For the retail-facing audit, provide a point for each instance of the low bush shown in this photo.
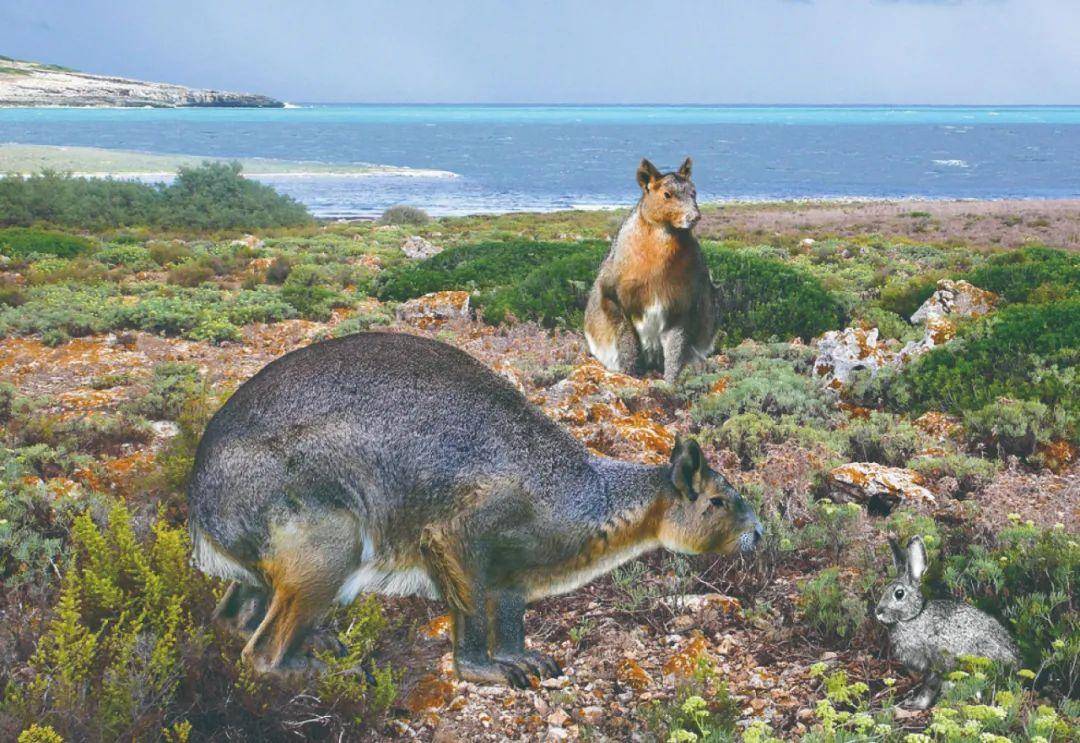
(172, 386)
(1022, 352)
(1028, 274)
(966, 475)
(306, 289)
(1012, 427)
(768, 386)
(110, 660)
(16, 242)
(404, 215)
(903, 297)
(210, 197)
(831, 608)
(763, 298)
(883, 438)
(1029, 580)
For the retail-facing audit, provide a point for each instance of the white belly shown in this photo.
(649, 326)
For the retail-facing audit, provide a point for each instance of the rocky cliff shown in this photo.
(28, 83)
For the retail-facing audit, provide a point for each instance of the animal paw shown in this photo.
(534, 663)
(495, 672)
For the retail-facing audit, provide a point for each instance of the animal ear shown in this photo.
(647, 173)
(916, 558)
(899, 559)
(687, 465)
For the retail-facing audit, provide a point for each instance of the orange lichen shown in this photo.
(437, 627)
(631, 673)
(685, 661)
(430, 692)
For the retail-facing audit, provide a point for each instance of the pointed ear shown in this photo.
(646, 174)
(916, 559)
(899, 561)
(688, 462)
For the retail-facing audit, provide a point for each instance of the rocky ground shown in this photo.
(628, 643)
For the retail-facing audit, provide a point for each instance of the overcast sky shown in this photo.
(589, 51)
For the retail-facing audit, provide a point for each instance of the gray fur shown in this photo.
(928, 637)
(379, 459)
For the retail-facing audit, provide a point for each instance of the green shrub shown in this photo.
(971, 474)
(131, 257)
(1012, 427)
(1023, 352)
(307, 292)
(109, 662)
(169, 253)
(191, 272)
(761, 298)
(768, 386)
(172, 386)
(1029, 579)
(903, 297)
(404, 215)
(18, 242)
(211, 197)
(883, 438)
(1029, 273)
(829, 607)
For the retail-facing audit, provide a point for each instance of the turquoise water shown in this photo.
(555, 157)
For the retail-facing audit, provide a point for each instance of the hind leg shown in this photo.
(241, 609)
(308, 563)
(611, 338)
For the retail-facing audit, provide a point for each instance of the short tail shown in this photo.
(212, 558)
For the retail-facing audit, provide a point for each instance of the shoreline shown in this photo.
(100, 162)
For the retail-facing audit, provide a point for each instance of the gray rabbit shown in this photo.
(928, 637)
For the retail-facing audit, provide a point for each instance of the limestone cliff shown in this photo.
(28, 83)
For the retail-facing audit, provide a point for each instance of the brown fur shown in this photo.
(652, 304)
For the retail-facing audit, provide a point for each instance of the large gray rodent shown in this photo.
(928, 637)
(397, 464)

- - - - - - -

# EXERCISE INSTRUCTIONS
All of the lines above should be copied exactly, apart from the pictures.

# TASK SOLUTION
For the retail-facing audit, provide a point for each instance of the low bush shown in this photo.
(172, 386)
(1022, 352)
(1028, 274)
(966, 475)
(306, 289)
(1012, 427)
(768, 386)
(110, 660)
(16, 242)
(404, 215)
(903, 297)
(210, 197)
(831, 608)
(763, 298)
(883, 438)
(1029, 580)
For the retail-facing audit, provide a point for each instance of the white belly shown in this photo.
(649, 326)
For the retail-facing audit, provide a point for each instance of the rocky cliff shown in this photo.
(28, 83)
For the retail-facing audit, provide a point for each instance of the animal paw shown in this photo.
(534, 663)
(495, 672)
For the retail-facing audit, provide a point for each instance of the animal ear shown in this photo.
(647, 173)
(916, 558)
(899, 559)
(687, 465)
For the retail-facing audit, provide a point for each instance of the orange lichen shown in this photo.
(437, 627)
(631, 673)
(685, 661)
(430, 692)
For the retail-facing audit, provide a point for each instance of the pointed ear shown in this photo.
(646, 174)
(916, 559)
(899, 561)
(688, 462)
For the retail-facing audit, provide a point for each instance of the rocky ground shown in this photo.
(628, 643)
For the retail-facing audit, provide a point for each instance of the overcast sky shown in this photo.
(589, 51)
For the retail-facing audit, provide a point for each instance of the gray fur shown in this photo.
(928, 637)
(379, 459)
For the retail-facing audit, provide a point for each instance of the green shrub shown in this photo.
(971, 474)
(131, 257)
(1012, 427)
(1023, 352)
(307, 292)
(109, 662)
(169, 253)
(191, 272)
(761, 298)
(768, 386)
(172, 386)
(1029, 579)
(903, 297)
(404, 215)
(18, 242)
(211, 197)
(883, 438)
(1029, 273)
(829, 607)
For the retail-facing audit, provide a point for each instance of the turquoise water shown in this photo.
(555, 157)
For the retail-facing audit, provide a point for each instance of the hind leg shown in this photo.
(241, 609)
(308, 563)
(611, 338)
For the retail-facing audit, provide a point for each instance of the short tail shown in this photo.
(212, 558)
For the retail-facing audit, provide a point for each instance of the shoreline shown in this photo.
(100, 162)
For the retail-facing audit, provide a point for each instance of the gray rabbit shown in this photo.
(928, 637)
For the retail-facing audit, provide a point for each instance of the limestone cliff shown in this photo.
(28, 83)
For the retail-facing audit, provide a point for each instance of the brown fur shown in this photo.
(652, 304)
For the retail-facing audit, provide a point for each instance of the large gray rodent shown in this photo.
(928, 637)
(397, 464)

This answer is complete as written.